## Textauszug
>>>>>

Fachbereich Geowissenschaften

Mineralverwachsungen (Polymorphien, Para- und Pseudomorphosen, Epitaxien und Zwillingsbildungen)

Die Erscheinung, daß ein und dieselbe Substanz (chemisches Element, Verbindung) in verschiedenen kristallinen Phasen (Modifikationen) vorkommen kann, wird seit MITSCHERLICH (1921) als Polymorphie (Vielgestaltigkeit) bezeichnet. Beispiele:

  • C: Graphit-Diamant
  • ZnS: Wurtzit-Zinkblende
  • FeS2: Pyrit-Markasit
  • SiO2: Quarz-Tridymit-Cristobalit-Coesit-Stishovit
  • CaCO3: Calcit-Aragonit
  • TiO2: Rutil-Anatas-Brookit
  • Al2SiO5: Disthen-Andalusit-Sillimanit.

Paramorphosen, oder Transformations-Pseudomorphosen

Bei den Paramophosen handelt es sich um Umwandlungs- bzw. Transformations-Pseudomorphosen. Dabei wandelt sich eine polymorphe Substanz, die also in zwei oder mehr Modifikationen (= kristalline Phasen oder Strukturtypen) existiert, bei Abkühlung (evtl. auch bei Druckentlastung oder beiden) unter Beibehaltung der äußeren Gestalt der erstgebildeten Phase von einer Modifikation in die andere um.

Im Mineralreich kennen wir für diese Art der Umbildung zahlreiche Beispiele:

  • Schwefel (o'rh.) ⇒ Schwefel (monoklin) (T = 95.6 °C);
  • H-Chalkosin (hexagonal) ⇒ T-Chalkosin (monoklin) (T = 103 °C);
  • Hochquarz (hexagonal) ⇒ Tiefquarz (trigonal) (T = 573 °C);
  • Aragonit (o'rh.) ⇒ Calcit (trigonal) (T = 400 °C)
  • und viele andere mehr.

Sanidin (monoklin) und Mikroklin (triklin)

Die bei langsamer Temperaturabnahme auftretenden Unordnungs-Ordnungs-Übergänge (in der Verteilung von zwei oder mehr Atomarten in sonst analoger Kristallstruktur) führen gleichfalls zu Paramorphosen.

In der Natur ist insbesondere bei magmatischen Tiefengesteinen und deren Mineralbestand eine langsame Abkühlung üblich. So war in jedem Hochtemperatur-Kalifeldspat K[AlSi3O8] die (Al-Si)-Verteilung zunächst, d.h. bei hohen Temperaturen, statistisch ungeordnet. Kühlt nun dieses Gestein, und damit der Kalifeldspat, rasch ab (z.B. als vulkanische Lava an der Erdoberfläche), so bleibt die Unordnung erhalten und es entsteht der glasklar durchsichtige Sanidin (so im Trachyt).

<<<<<

## Bereitgestellte Einträge
>>>>>

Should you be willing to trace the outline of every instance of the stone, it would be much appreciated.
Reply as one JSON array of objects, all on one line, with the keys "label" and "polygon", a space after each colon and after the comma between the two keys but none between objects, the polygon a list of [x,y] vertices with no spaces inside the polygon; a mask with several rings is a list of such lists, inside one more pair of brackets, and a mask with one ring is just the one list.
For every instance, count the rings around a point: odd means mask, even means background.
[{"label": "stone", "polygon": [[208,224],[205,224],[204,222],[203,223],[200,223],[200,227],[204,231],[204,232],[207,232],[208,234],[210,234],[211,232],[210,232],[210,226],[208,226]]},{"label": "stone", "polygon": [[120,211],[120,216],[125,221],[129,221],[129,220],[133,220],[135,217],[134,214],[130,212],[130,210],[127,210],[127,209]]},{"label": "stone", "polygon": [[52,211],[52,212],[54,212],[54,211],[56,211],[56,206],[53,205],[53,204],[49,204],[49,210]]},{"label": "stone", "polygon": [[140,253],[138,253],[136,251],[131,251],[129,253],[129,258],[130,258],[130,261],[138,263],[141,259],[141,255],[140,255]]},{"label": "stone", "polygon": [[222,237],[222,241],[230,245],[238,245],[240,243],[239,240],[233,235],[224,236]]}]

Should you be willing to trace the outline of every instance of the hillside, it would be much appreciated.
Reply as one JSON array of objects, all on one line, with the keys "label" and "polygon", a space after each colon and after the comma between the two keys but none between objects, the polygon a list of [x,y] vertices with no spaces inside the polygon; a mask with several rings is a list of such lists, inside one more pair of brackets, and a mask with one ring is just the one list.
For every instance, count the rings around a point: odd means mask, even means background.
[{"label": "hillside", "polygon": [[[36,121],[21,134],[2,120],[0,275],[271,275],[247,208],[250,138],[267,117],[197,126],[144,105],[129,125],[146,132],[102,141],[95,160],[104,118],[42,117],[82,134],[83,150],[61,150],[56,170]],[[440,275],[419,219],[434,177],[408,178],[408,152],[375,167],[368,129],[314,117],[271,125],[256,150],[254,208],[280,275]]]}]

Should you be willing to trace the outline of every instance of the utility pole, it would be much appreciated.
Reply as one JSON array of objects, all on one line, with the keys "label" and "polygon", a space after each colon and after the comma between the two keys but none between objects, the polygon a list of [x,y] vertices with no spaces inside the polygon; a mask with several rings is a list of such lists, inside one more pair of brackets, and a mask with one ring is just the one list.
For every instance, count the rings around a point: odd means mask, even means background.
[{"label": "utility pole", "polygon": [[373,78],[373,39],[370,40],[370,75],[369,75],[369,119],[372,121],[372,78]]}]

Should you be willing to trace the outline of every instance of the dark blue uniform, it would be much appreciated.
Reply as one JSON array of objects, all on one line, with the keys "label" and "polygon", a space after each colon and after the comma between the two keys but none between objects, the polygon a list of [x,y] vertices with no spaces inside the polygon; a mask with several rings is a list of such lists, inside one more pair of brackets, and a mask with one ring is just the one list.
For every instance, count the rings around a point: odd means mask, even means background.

<<<<<

## Zu erledigende Aufgaben
[1] Schreiben Sie aus dem Textauszug zu Mineralverwachsungen den Abschnitt von „Die bei langsamer“ bis „gleichfalls zu Paramorphosen.“ wortgetreu ab.
[2] Bei welcher Temperatur wandelt sich laut dem Textauszug zu Mineralverwachsungen Hochquarz in Tiefquarz um?
[3] Setzen Sie den Textauszug zu Mineralverwachsungen im Anschluss an seinen letzten Satz fort.

## Lösungen
[1]
Die bei langsamer Temperaturabnahme auftretenden Unordnungs-Ordnungs-Übergänge (in der Verteilung von zwei oder mehr Atomarten in sonst analoger Kristallstruktur) führen gleichfalls zu Paramorphosen.

[2] Bei 573 °C.

[3]
Bei langsamer Abkühlung in großen Tiefengesteinskörpern (wie dem Granit) kommt es jedoch allmählich zu einer geordneten (Al-Si)-Verteilung, und es entsteht aus dem Sanidin der trübe, trikline Mikroklin. Der Übergang Sanidin zu Mikroklin ist (im wesentlichen) eine diffusive Phasenumwandlung, d.h. Al- und Si-Atome "diffundieren" durch Teile der Kristallstruktur und tauschen ihre Plätze aus.

Dagegen ist der atomare Vorgang bei der Paramorphisierung beim Übergang vom Hochquarz zum Tiefquarz, wie auch beim Leucit, eine displazive Phasenumwandlung, wobei durch geringe Lageveränderungen der Atome die im Hochquarz gestreckten Si-O-Si-Bindungen beim Übergang zum Tiefquarz abgewinkelt werden.
Beim Übergang AragonitCalcit erfolgt eine rekonstruktive Phasenumwandlung, wobei die gesamte Aragonitstruktur verschwindet und durch Neukristallisation zahlreiche, kleine Calcitkriställchen entstehen.

Bei der Existenzmöglichkeit mehrerer kristalliner Phasen einer Substanz - der Polymorphie - kristallisiert im allgemeinen zunächst die energiereichste Phase aus, die sich dann stufenweise in energieärmere Phasen umwandeln kann (OSTWALDsche Stufenregel).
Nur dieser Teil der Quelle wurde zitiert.